** Coordinate annotation entries **
════

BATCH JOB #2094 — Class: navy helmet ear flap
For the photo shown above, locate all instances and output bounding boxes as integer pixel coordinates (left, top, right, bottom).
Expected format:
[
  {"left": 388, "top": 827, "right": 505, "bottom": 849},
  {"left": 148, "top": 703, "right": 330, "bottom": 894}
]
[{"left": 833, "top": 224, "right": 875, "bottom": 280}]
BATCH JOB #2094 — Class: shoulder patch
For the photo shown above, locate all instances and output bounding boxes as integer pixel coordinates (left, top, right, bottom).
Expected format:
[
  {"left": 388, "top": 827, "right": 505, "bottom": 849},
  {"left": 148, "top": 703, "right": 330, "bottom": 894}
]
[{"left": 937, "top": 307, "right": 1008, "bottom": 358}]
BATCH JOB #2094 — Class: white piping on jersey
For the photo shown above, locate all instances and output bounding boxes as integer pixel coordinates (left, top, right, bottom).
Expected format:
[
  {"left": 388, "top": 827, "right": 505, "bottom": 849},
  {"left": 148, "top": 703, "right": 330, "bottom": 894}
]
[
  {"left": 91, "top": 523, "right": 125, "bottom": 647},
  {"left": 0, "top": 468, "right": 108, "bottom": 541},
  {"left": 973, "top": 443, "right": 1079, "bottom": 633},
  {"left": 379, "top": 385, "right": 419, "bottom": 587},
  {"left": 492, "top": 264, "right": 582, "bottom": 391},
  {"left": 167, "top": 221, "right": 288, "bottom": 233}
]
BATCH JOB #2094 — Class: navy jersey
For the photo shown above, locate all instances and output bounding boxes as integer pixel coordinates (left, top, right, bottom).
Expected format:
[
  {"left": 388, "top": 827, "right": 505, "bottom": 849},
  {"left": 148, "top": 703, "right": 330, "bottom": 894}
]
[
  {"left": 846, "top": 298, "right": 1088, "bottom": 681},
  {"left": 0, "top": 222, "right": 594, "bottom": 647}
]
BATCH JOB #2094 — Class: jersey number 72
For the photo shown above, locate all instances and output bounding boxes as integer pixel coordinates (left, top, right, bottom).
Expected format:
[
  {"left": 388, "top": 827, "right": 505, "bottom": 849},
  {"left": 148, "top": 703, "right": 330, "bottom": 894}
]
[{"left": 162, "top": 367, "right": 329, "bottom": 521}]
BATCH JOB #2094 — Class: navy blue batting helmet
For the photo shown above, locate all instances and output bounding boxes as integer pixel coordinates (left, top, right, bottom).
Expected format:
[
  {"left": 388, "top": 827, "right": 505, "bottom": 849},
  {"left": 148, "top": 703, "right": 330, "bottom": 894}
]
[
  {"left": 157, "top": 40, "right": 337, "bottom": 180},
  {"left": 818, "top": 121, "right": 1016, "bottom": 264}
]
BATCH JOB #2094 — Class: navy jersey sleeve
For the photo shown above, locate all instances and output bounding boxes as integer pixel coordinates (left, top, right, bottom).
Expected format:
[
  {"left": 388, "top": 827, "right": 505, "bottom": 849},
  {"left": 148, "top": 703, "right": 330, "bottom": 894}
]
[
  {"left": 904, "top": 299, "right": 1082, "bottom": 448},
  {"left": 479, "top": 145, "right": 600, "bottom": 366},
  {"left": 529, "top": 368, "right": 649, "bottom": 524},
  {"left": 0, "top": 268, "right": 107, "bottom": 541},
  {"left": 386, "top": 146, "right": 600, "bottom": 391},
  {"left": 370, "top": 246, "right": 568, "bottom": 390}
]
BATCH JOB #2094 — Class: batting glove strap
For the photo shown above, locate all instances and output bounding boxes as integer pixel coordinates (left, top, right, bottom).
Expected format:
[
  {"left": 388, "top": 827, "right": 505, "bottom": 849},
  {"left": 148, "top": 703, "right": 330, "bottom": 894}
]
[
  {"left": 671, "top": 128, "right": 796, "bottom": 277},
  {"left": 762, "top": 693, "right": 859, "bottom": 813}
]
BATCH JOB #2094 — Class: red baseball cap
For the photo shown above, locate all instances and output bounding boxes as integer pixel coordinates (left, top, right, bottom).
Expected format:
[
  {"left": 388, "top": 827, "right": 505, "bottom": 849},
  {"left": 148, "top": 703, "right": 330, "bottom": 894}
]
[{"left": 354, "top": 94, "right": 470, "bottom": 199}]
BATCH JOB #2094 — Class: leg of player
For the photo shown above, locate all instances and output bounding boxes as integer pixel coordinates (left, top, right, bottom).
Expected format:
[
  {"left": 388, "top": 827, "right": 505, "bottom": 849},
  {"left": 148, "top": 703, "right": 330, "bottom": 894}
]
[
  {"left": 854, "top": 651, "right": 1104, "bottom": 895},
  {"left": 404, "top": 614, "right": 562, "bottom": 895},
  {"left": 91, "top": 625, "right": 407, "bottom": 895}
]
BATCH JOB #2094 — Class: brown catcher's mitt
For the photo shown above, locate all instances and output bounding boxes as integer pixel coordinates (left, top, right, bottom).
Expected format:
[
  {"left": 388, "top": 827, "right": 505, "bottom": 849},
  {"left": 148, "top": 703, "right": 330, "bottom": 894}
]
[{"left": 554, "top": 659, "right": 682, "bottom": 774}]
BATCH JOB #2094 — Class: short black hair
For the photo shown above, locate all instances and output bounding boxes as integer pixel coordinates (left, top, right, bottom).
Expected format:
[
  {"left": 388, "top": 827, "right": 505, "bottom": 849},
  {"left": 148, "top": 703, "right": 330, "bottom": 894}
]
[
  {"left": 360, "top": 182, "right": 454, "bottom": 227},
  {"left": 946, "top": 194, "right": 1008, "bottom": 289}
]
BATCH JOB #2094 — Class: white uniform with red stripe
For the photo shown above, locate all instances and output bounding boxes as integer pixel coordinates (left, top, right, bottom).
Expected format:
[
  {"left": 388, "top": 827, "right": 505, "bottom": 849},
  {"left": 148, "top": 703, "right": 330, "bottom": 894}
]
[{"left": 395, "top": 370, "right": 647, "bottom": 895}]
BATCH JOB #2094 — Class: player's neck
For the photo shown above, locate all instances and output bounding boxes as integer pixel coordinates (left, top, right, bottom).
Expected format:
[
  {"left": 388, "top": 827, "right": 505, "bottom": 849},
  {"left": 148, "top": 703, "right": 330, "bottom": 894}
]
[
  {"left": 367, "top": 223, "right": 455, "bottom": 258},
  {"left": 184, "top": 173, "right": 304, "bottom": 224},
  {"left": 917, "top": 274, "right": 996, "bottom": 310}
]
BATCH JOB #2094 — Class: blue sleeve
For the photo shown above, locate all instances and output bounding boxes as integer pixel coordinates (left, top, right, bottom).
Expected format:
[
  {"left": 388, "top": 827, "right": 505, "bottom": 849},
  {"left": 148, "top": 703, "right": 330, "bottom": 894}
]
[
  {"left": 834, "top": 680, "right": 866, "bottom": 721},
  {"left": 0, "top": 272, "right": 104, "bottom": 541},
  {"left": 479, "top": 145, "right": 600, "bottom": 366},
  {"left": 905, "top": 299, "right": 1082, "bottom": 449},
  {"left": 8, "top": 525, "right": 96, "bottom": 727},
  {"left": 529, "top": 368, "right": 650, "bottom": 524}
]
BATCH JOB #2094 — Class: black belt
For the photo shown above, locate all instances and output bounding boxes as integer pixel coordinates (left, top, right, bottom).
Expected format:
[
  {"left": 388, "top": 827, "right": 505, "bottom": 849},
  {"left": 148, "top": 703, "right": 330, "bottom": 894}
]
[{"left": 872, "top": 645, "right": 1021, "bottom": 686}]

════

** Exercise details **
Type out the whole listing above again, exactly as it stands.

** Answer **
BATCH JOB #2094 — Class: navy helmet ear flap
For the photo shown above, locate all instances and output bounding boxes as integer pixel coordinates (left, top, right, bottom).
Expected format:
[
  {"left": 388, "top": 827, "right": 505, "bottom": 849},
  {"left": 148, "top": 703, "right": 330, "bottom": 894}
]
[{"left": 833, "top": 224, "right": 875, "bottom": 280}]
BATCH JOB #2094 — Class: shoulder patch
For the photo shown above, locate all instances and output bounding boxes as integer pixel coordinates (left, top, right, bottom).
Expected format:
[
  {"left": 388, "top": 827, "right": 505, "bottom": 849},
  {"left": 148, "top": 703, "right": 330, "bottom": 894}
]
[{"left": 937, "top": 307, "right": 1008, "bottom": 358}]
BATCH JOB #2094 — Class: white piping on jersey
For the photo shown above, locate all instances and output bounding boxes as integer pixel coordinates (left, top, right, bottom).
Expected format:
[
  {"left": 388, "top": 827, "right": 505, "bottom": 849},
  {"left": 148, "top": 703, "right": 330, "bottom": 894}
]
[
  {"left": 91, "top": 523, "right": 125, "bottom": 647},
  {"left": 0, "top": 468, "right": 108, "bottom": 541},
  {"left": 973, "top": 443, "right": 1079, "bottom": 633},
  {"left": 379, "top": 385, "right": 419, "bottom": 587},
  {"left": 492, "top": 264, "right": 582, "bottom": 391},
  {"left": 167, "top": 221, "right": 288, "bottom": 233}
]
BATCH JOB #2094 — Class: navy jersey
For the photo shown above, locate all instances and output bounding boxes as integer pixel coordinates (left, top, right, bottom).
Expected format:
[
  {"left": 388, "top": 827, "right": 505, "bottom": 849},
  {"left": 148, "top": 703, "right": 330, "bottom": 894}
]
[
  {"left": 846, "top": 298, "right": 1088, "bottom": 681},
  {"left": 0, "top": 222, "right": 594, "bottom": 647}
]
BATCH JOB #2094 — Class: jersey number 72
For the photo shown above, locate all instances and output bounding boxes as integer pixel coordinates (left, top, right, bottom).
Expected format:
[
  {"left": 388, "top": 827, "right": 505, "bottom": 849},
  {"left": 148, "top": 703, "right": 330, "bottom": 894}
]
[{"left": 162, "top": 367, "right": 329, "bottom": 521}]
BATCH JOB #2094 — Class: navy blue batting helmet
For the photo shown above, locate all instances and output bounding boxes as integer pixel coordinates (left, top, right, bottom).
Expected format:
[
  {"left": 388, "top": 827, "right": 505, "bottom": 849},
  {"left": 148, "top": 703, "right": 330, "bottom": 894}
]
[
  {"left": 157, "top": 40, "right": 337, "bottom": 180},
  {"left": 818, "top": 121, "right": 1016, "bottom": 264}
]
BATCH JOB #2094 — Class: navy jersey sleeve
For the photo shown above, locate all instances and output bounding boxes as integer pixel coordinates (left, top, right, bottom).
Expected format:
[
  {"left": 388, "top": 827, "right": 505, "bottom": 849},
  {"left": 148, "top": 703, "right": 330, "bottom": 894}
]
[
  {"left": 904, "top": 299, "right": 1082, "bottom": 448},
  {"left": 479, "top": 145, "right": 600, "bottom": 366},
  {"left": 529, "top": 368, "right": 649, "bottom": 524},
  {"left": 0, "top": 268, "right": 107, "bottom": 541},
  {"left": 386, "top": 146, "right": 600, "bottom": 391},
  {"left": 370, "top": 246, "right": 568, "bottom": 390}
]
BATCH JOB #2094 — Class: batting glove strap
For the photo shown above, locate all instances and output bounding boxes as integer pixel coordinates (left, top, right, bottom).
Expected format:
[
  {"left": 388, "top": 827, "right": 505, "bottom": 849},
  {"left": 148, "top": 703, "right": 330, "bottom": 894}
]
[
  {"left": 671, "top": 128, "right": 796, "bottom": 277},
  {"left": 762, "top": 693, "right": 859, "bottom": 813}
]
BATCH JOB #2094 — Class: red baseball cap
For the photo shown above, locate all instances and output bounding boxes as integer pixel coordinates (left, top, right, bottom).
Expected format:
[
  {"left": 388, "top": 827, "right": 505, "bottom": 849},
  {"left": 148, "top": 703, "right": 330, "bottom": 894}
]
[{"left": 354, "top": 94, "right": 470, "bottom": 199}]
BATCH JOB #2094 — Class: leg of player
For the photo shown above, locate all instances and output bounding boxes as integer pixel coordinates (left, top, right, bottom).
Expected format:
[
  {"left": 388, "top": 827, "right": 505, "bottom": 849},
  {"left": 148, "top": 703, "right": 330, "bottom": 894}
]
[
  {"left": 854, "top": 651, "right": 1104, "bottom": 895},
  {"left": 404, "top": 614, "right": 562, "bottom": 895},
  {"left": 91, "top": 625, "right": 407, "bottom": 895}
]
BATCH JOB #2094 — Class: brown catcher's mitt
For the photo shown above, locate all instances and output bounding boxes as integer pixel coordinates (left, top, right, bottom).
Expected format:
[
  {"left": 388, "top": 827, "right": 505, "bottom": 849},
  {"left": 148, "top": 703, "right": 330, "bottom": 894}
]
[{"left": 554, "top": 659, "right": 682, "bottom": 774}]
BATCH JOB #2094 — Class: short black hair
For the photo shown above, locate all instances and output bounding boxes as integer pixel coordinates (left, top, right, bottom).
Expected format:
[
  {"left": 388, "top": 827, "right": 505, "bottom": 849},
  {"left": 148, "top": 703, "right": 330, "bottom": 894}
]
[
  {"left": 360, "top": 182, "right": 454, "bottom": 227},
  {"left": 946, "top": 194, "right": 1008, "bottom": 289}
]
BATCH JOB #2094 — Class: white uniform with red stripe
For the photo shown above, locate all instances and output bounding boxes as integer pixel coordinates (left, top, right, bottom).
Expected format:
[
  {"left": 388, "top": 827, "right": 505, "bottom": 849},
  {"left": 148, "top": 703, "right": 330, "bottom": 894}
]
[{"left": 395, "top": 370, "right": 647, "bottom": 895}]
BATCH JOB #2094 — Class: player's neck
For the photo shown above, locate all instances and output bounding boxes as integer pixel coordinates (left, top, right, bottom).
Expected format:
[
  {"left": 388, "top": 827, "right": 505, "bottom": 849},
  {"left": 148, "top": 703, "right": 330, "bottom": 894}
]
[
  {"left": 367, "top": 223, "right": 455, "bottom": 258},
  {"left": 184, "top": 173, "right": 304, "bottom": 224},
  {"left": 917, "top": 274, "right": 996, "bottom": 310}
]
BATCH JOB #2094 — Class: blue sleeve
For the photo shown above, locate all instances and output bounding boxes as integer pixel coordinates (left, top, right, bottom).
Expected format:
[
  {"left": 388, "top": 827, "right": 505, "bottom": 849},
  {"left": 148, "top": 703, "right": 330, "bottom": 894}
]
[
  {"left": 834, "top": 680, "right": 866, "bottom": 721},
  {"left": 0, "top": 272, "right": 104, "bottom": 541},
  {"left": 479, "top": 145, "right": 600, "bottom": 366},
  {"left": 905, "top": 299, "right": 1082, "bottom": 449},
  {"left": 8, "top": 525, "right": 96, "bottom": 727},
  {"left": 529, "top": 368, "right": 650, "bottom": 524}
]
BATCH JOB #2094 — Class: black belt
For the photo shown above, locate all instances and output bounding boxes as integer pixel coordinates (left, top, right, bottom).
Expected format:
[
  {"left": 388, "top": 827, "right": 505, "bottom": 849},
  {"left": 148, "top": 703, "right": 330, "bottom": 894}
]
[{"left": 872, "top": 645, "right": 1021, "bottom": 686}]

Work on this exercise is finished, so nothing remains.